● Aim
Please put every line of the rows below into a JSON list of strings, one string per line, with blank lines dropped. Leave any pictures out of your answer.

(Dataset entries)
= = = = = = =

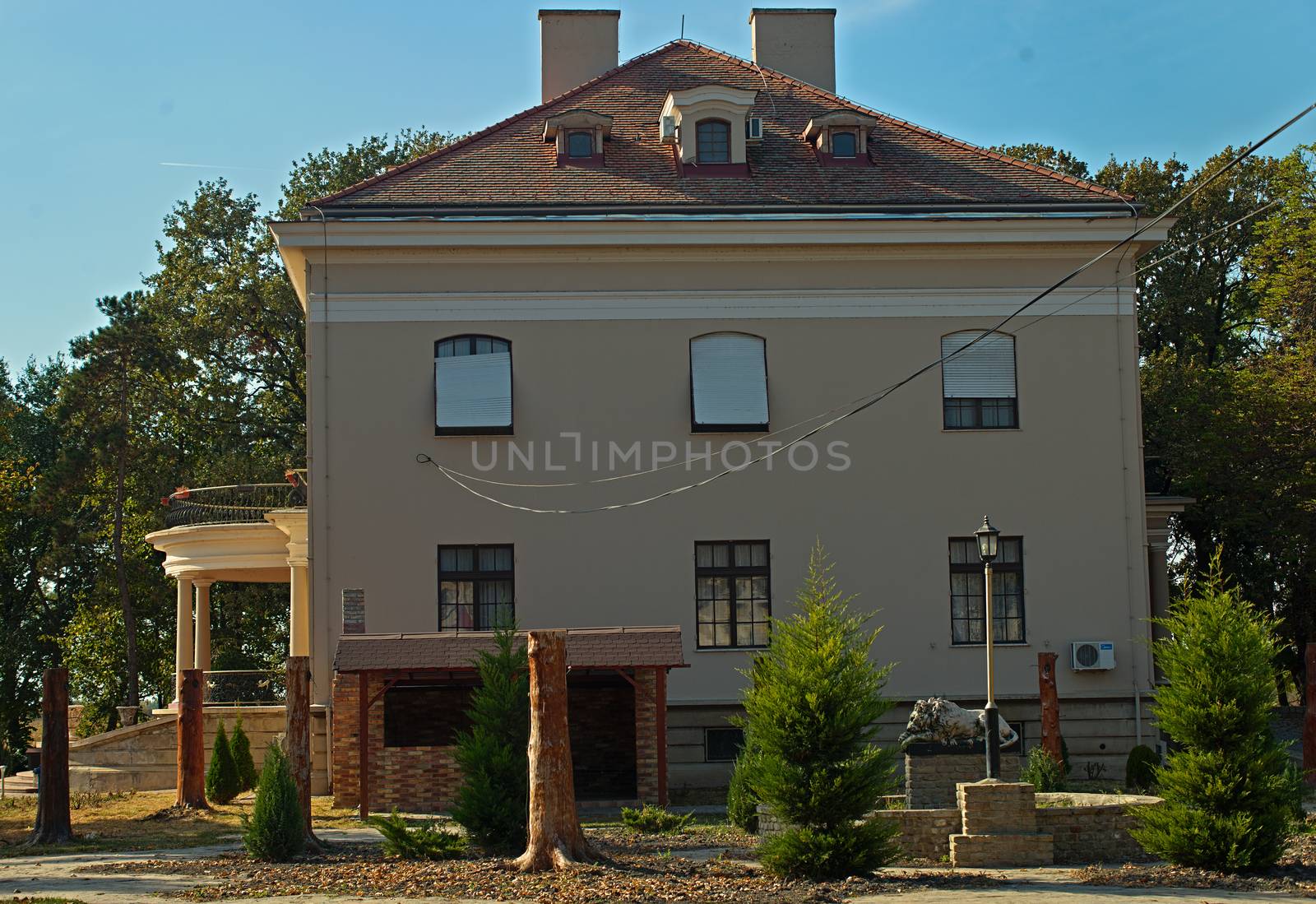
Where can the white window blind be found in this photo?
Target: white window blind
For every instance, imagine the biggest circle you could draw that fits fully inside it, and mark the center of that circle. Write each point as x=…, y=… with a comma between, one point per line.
x=474, y=390
x=730, y=377
x=986, y=370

= = = = = = =

● In response
[
  "Where can the white window blind be found in this photo?",
  "Target: white window blind",
  "For every instance, imagine the biggest circle you could draw that fits fully inside it, and mark the center of that circle. Write each point as x=…, y=… with a comma between, one point per line.",
  "x=474, y=390",
  "x=730, y=377",
  "x=986, y=370"
]